**What this task involves:** Output the material below as a JSON list of strings, one per line, from the line with "Return the outline of every instance of the grassy" through the last line, omitting blank lines.

Records from a dataset

========================================

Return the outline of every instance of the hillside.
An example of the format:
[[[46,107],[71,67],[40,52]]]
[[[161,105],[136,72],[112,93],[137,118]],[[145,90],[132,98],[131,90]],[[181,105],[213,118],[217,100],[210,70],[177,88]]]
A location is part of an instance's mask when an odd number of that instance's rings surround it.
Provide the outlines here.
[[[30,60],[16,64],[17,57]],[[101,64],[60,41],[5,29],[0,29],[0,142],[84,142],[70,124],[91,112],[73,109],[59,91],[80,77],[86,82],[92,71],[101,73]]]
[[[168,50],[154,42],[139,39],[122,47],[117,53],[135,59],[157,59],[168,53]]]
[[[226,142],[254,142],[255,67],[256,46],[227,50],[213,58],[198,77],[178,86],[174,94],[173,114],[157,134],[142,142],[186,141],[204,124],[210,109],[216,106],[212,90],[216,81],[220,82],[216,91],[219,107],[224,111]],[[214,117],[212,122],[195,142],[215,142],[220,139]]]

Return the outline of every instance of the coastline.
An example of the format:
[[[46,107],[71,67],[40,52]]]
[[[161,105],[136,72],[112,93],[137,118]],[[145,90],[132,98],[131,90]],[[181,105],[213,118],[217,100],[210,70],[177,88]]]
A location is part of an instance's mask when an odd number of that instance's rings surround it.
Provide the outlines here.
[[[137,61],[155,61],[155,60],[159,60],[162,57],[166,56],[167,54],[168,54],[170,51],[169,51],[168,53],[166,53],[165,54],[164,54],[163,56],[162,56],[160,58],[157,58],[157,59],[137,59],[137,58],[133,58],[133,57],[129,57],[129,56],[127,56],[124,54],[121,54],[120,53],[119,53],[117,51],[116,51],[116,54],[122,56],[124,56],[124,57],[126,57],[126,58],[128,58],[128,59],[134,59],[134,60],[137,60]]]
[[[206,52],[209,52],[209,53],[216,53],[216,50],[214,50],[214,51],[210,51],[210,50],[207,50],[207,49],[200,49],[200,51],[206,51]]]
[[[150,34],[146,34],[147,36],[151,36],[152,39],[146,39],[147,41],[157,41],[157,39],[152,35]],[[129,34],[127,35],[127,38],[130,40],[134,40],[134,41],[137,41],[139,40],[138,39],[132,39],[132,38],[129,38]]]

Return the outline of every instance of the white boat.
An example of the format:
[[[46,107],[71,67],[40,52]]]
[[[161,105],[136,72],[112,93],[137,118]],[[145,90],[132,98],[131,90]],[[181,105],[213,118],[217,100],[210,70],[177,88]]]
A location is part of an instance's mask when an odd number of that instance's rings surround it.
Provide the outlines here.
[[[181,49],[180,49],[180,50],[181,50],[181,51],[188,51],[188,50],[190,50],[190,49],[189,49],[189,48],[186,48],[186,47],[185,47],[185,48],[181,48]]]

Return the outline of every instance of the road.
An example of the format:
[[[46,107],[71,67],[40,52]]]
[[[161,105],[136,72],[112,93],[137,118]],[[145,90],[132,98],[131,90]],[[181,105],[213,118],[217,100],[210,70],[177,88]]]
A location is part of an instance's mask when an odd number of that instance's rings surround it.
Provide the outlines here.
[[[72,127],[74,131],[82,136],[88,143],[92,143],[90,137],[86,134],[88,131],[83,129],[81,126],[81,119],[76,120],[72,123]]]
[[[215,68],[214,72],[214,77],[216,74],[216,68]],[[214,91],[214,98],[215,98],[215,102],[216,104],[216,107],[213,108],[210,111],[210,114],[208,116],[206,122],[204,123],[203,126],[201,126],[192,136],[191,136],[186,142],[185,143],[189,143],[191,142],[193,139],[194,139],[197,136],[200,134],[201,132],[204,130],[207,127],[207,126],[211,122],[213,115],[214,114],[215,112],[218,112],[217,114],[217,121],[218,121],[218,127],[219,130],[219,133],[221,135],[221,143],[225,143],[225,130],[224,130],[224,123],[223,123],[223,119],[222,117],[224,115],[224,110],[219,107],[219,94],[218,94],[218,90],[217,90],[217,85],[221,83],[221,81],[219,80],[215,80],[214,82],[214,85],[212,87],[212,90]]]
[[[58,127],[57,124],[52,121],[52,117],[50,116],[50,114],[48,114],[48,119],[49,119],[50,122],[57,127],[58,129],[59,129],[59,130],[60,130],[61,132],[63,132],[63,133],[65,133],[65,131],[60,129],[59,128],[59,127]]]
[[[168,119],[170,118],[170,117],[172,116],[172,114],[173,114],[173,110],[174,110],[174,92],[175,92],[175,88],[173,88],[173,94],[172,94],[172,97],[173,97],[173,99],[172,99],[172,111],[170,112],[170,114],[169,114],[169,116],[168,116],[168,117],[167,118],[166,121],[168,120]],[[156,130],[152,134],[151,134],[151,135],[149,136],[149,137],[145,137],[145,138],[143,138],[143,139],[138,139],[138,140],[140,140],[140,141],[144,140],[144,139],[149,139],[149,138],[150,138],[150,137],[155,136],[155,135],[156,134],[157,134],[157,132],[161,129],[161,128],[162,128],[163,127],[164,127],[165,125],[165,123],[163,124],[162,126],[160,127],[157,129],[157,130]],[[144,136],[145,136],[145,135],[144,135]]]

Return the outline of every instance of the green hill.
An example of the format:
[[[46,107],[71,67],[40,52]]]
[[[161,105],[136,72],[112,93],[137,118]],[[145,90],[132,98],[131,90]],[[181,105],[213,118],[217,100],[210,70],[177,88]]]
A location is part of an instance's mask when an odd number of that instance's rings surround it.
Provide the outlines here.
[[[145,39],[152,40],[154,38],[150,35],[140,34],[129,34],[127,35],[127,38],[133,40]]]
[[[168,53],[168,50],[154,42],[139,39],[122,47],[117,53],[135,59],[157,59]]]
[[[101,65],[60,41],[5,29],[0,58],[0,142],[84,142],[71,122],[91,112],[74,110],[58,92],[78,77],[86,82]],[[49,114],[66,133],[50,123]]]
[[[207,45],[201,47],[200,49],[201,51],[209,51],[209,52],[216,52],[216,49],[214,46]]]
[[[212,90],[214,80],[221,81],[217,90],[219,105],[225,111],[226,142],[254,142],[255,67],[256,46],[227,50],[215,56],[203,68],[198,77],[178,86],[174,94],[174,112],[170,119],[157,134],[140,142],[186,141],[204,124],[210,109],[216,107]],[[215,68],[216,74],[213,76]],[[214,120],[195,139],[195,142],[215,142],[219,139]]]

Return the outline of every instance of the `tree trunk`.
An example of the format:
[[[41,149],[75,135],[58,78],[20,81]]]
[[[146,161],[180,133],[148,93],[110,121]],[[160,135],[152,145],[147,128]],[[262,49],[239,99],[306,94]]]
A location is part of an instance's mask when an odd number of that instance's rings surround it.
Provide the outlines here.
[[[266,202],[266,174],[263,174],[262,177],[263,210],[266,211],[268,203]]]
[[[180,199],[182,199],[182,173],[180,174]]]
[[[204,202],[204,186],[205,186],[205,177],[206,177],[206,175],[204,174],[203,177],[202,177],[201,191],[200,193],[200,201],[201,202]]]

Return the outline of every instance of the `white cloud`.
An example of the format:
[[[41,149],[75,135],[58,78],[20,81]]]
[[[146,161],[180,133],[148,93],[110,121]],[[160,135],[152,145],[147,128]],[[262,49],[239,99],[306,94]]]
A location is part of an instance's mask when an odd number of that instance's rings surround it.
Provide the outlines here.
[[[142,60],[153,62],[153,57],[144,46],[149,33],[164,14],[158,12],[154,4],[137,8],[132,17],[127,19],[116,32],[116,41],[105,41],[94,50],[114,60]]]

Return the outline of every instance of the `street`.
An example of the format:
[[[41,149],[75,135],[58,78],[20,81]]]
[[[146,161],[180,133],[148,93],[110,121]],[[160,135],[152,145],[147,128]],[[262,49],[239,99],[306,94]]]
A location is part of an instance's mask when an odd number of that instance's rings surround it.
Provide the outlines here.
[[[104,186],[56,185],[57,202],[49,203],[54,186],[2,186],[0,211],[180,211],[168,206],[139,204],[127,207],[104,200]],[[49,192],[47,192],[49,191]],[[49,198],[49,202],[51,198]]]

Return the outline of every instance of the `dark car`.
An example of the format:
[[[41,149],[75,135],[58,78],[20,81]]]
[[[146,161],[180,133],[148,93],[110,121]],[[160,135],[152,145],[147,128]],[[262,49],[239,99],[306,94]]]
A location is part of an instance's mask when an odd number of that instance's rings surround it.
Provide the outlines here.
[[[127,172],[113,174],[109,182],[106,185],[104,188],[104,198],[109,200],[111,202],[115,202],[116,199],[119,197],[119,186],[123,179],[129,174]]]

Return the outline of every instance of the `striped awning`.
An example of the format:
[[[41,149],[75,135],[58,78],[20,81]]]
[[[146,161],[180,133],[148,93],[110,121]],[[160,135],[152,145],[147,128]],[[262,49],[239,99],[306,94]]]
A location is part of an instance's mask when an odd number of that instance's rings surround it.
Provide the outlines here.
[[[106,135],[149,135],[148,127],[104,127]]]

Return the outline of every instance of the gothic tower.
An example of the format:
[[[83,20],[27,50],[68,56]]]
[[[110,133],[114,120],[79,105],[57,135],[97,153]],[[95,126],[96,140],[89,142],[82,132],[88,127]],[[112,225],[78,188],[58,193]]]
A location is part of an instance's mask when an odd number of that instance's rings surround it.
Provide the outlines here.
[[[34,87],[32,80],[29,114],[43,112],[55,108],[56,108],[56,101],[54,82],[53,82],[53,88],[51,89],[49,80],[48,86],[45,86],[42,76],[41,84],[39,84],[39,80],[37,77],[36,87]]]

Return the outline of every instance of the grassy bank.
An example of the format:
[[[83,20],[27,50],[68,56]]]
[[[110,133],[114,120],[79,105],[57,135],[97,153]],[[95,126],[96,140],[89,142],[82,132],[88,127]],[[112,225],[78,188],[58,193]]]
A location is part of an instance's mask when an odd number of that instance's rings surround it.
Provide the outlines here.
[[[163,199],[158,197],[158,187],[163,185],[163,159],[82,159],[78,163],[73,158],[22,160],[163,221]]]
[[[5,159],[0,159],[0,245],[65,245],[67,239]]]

========================================

**Task answer:**
[
  "Return the outline of every instance of the grassy bank.",
  "An example of the format:",
  "[[[83,20],[27,50],[68,56]]]",
  "[[[110,133],[114,120],[79,105],[57,135],[97,153]],[[95,126],[96,140],[89,142],[82,132],[88,127]],[[112,225],[78,188],[58,193]]]",
  "A location is part of an instance's mask when an odd number of that instance's rings surround it.",
  "Provide the outlines here.",
  "[[[163,199],[158,197],[158,187],[163,185],[163,159],[82,159],[78,163],[73,158],[22,160],[163,221]]]",
  "[[[5,159],[0,159],[0,245],[65,245],[67,239]]]"
]